**** GIVEN ENTRIES

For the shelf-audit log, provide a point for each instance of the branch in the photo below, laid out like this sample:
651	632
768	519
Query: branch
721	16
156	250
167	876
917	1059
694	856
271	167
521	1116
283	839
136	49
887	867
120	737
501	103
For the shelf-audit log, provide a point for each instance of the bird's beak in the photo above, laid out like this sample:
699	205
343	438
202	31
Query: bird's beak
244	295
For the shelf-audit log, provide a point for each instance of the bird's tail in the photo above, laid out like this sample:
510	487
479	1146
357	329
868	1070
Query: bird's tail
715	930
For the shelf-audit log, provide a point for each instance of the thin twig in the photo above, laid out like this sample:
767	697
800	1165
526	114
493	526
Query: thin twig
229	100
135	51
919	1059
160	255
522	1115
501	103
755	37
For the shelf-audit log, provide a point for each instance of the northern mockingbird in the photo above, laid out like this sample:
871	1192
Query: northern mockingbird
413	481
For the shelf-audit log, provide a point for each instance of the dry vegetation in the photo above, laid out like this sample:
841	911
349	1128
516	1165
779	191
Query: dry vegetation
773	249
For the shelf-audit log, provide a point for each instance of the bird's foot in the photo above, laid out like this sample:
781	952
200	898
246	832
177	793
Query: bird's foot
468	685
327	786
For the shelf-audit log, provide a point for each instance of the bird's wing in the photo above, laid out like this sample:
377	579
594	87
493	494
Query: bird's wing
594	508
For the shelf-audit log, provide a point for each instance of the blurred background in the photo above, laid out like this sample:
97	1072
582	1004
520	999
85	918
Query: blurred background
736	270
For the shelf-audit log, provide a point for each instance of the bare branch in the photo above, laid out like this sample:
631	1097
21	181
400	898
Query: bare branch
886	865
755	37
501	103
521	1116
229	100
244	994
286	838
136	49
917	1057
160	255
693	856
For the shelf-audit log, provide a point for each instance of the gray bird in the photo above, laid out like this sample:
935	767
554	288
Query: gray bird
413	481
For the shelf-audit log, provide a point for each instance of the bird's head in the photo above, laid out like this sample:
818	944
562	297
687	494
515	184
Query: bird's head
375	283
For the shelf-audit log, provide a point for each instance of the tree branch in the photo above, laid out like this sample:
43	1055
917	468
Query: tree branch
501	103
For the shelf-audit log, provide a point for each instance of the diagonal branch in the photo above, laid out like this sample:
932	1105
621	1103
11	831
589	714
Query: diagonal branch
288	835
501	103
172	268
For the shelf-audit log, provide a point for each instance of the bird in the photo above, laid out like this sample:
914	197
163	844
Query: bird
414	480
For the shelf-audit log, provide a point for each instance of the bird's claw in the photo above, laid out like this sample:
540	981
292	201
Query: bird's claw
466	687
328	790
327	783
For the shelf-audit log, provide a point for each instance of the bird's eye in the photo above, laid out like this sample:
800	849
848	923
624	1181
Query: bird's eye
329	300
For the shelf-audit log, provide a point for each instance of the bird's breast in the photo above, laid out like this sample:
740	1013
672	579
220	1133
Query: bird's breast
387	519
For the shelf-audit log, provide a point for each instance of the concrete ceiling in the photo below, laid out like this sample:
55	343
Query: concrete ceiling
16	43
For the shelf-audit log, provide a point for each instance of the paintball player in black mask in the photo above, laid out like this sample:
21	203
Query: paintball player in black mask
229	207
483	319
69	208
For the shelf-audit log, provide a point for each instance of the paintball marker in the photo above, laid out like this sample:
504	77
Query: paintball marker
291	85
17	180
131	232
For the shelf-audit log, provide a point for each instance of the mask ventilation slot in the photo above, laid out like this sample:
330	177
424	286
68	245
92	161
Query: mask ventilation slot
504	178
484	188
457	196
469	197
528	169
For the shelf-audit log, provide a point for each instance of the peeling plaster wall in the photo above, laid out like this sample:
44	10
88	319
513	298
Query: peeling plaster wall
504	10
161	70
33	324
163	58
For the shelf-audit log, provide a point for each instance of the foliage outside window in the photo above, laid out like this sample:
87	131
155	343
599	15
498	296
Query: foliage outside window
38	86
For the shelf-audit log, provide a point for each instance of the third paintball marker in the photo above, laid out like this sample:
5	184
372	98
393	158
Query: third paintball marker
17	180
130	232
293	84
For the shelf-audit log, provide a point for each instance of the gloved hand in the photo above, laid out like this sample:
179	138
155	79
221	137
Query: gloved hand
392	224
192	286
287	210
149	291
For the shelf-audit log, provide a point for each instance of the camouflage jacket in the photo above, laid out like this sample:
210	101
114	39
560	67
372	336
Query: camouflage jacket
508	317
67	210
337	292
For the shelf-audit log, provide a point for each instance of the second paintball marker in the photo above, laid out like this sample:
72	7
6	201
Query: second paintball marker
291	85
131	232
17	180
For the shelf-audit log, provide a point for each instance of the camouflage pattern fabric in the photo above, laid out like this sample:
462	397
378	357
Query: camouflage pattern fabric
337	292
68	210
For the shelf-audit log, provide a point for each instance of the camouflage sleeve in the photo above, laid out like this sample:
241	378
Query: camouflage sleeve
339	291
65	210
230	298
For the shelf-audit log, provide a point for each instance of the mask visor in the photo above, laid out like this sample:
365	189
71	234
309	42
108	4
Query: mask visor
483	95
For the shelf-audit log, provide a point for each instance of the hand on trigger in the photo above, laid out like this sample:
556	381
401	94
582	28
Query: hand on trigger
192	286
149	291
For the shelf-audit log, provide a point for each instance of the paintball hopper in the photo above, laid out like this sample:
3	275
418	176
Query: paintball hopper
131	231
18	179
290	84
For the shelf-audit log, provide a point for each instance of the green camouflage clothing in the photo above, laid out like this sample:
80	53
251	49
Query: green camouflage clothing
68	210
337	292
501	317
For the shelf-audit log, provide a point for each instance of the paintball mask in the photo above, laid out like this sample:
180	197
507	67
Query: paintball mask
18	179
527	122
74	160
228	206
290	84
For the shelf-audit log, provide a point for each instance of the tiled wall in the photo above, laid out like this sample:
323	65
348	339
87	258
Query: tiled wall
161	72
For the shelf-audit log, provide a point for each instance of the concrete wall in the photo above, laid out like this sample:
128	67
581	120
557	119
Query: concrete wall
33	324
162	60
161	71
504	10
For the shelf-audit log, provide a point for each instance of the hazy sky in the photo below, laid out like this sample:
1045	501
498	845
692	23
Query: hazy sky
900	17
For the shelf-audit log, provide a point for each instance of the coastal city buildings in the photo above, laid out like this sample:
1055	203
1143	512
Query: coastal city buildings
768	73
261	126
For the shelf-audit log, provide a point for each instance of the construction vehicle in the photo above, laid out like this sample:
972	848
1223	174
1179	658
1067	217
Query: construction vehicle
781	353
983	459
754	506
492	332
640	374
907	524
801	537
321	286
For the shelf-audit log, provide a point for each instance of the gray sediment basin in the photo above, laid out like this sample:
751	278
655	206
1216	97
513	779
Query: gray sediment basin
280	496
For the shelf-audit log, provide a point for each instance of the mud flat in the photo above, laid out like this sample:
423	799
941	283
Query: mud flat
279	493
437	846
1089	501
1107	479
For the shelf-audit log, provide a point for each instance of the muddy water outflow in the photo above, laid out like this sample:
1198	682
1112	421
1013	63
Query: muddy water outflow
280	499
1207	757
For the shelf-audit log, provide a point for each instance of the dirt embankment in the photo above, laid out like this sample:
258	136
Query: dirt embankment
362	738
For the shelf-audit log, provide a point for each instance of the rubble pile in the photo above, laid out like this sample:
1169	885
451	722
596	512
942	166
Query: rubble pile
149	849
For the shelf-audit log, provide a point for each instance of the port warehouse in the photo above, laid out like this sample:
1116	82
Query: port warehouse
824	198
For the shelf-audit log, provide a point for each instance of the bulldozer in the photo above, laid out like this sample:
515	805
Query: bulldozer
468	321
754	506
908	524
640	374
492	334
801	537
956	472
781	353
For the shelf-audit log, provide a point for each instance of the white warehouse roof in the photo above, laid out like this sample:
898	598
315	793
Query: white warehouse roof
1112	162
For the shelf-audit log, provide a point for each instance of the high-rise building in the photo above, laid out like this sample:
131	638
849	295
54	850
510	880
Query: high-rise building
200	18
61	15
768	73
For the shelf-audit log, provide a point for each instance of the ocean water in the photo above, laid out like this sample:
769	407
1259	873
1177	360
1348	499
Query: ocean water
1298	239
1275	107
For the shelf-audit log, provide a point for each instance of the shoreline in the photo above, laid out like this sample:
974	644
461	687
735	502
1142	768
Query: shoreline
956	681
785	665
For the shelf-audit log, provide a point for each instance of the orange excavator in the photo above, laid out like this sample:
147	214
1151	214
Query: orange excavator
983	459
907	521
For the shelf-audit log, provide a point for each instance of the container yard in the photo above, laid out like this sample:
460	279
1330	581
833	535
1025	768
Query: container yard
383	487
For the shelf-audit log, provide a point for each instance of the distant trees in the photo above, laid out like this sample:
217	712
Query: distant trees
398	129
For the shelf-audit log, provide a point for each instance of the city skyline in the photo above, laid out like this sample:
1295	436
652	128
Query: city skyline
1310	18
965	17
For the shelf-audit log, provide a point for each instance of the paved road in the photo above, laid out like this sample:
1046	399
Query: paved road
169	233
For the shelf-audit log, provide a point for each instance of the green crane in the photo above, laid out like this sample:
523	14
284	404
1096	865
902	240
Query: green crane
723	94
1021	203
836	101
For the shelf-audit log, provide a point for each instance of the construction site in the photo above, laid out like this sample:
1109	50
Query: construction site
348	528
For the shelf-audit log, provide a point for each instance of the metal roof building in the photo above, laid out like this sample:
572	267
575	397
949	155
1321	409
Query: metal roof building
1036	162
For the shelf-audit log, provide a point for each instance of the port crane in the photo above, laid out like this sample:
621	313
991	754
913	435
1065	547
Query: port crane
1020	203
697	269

********

◆ WORK TO BE COMPLETED ◆
Lay out the rows above as a JSON list of strings, one string per line, starting from the line that contains "the green crane" and continuing up to and including the final line of the rows. Leave out any blank lines.

◆ PROBLEM SOLUTION ◆
[
  "For the shelf-audit log, provide a point for each instance of the green crane in the photo above, laid out like this sample:",
  "523\t14",
  "284\t404",
  "1096\t865",
  "902\t240",
  "Query: green crane",
  "723\t94",
  "1021\t203",
  "836\t101",
  "For the shelf-audit log, provide a point for each instance of the construction site in the photo above, laid out like this sample:",
  "1109\t50",
  "Query: construction site",
  "348\t528",
  "For the shelf-audit log, provide a point for each instance of the metal roof building in the photo above, laid out like this sample:",
  "572\t267",
  "575\t397",
  "949\t155",
  "1321\t409",
  "Query: metal roof building",
  "1036\t162",
  "For the shelf-audit log, provide a point for each instance of the port crane in the photo above, laid out like this sample:",
  "621\t313",
  "991\t754",
  "913\t435",
  "1065\t547",
  "Query: port crane",
  "1020\t203",
  "697\t269"
]